TASK PROMPT – Report how many lines in the entries below contain the word "detect", giving only the number.

STORED DATA –
** begin **
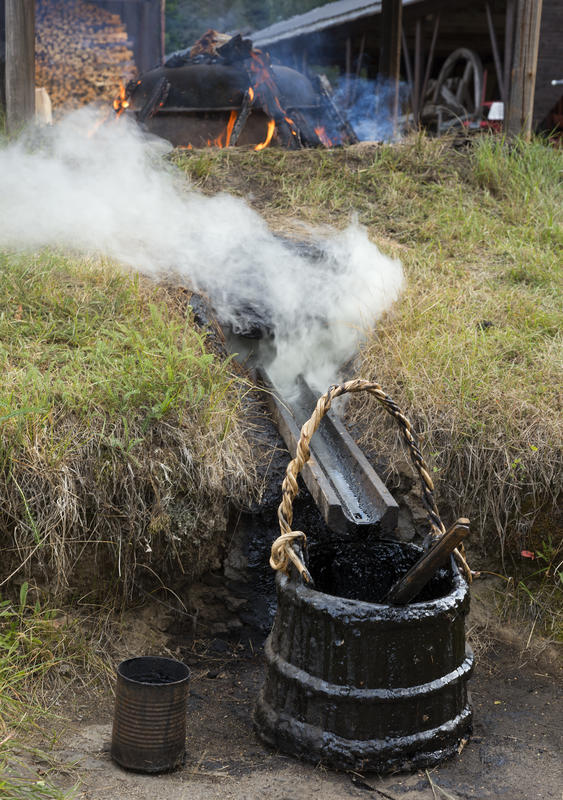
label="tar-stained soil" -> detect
** end **
** begin **
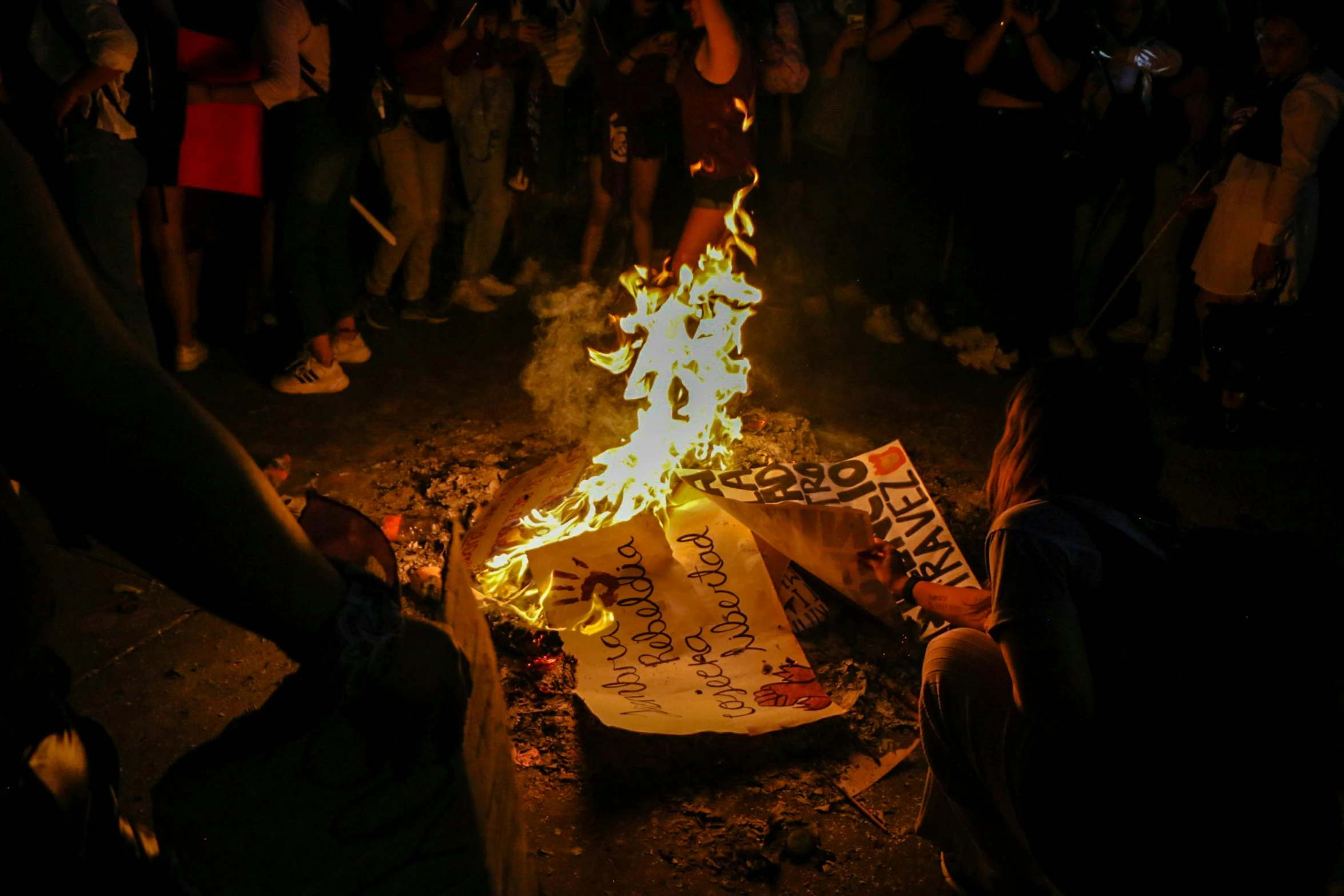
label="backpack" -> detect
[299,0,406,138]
** end **
** begin **
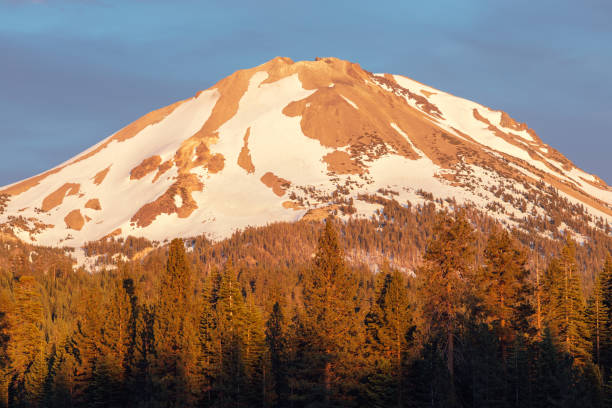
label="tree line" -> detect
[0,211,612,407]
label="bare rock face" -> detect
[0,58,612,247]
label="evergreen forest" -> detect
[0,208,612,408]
** end **
FINISHED ANSWER – 5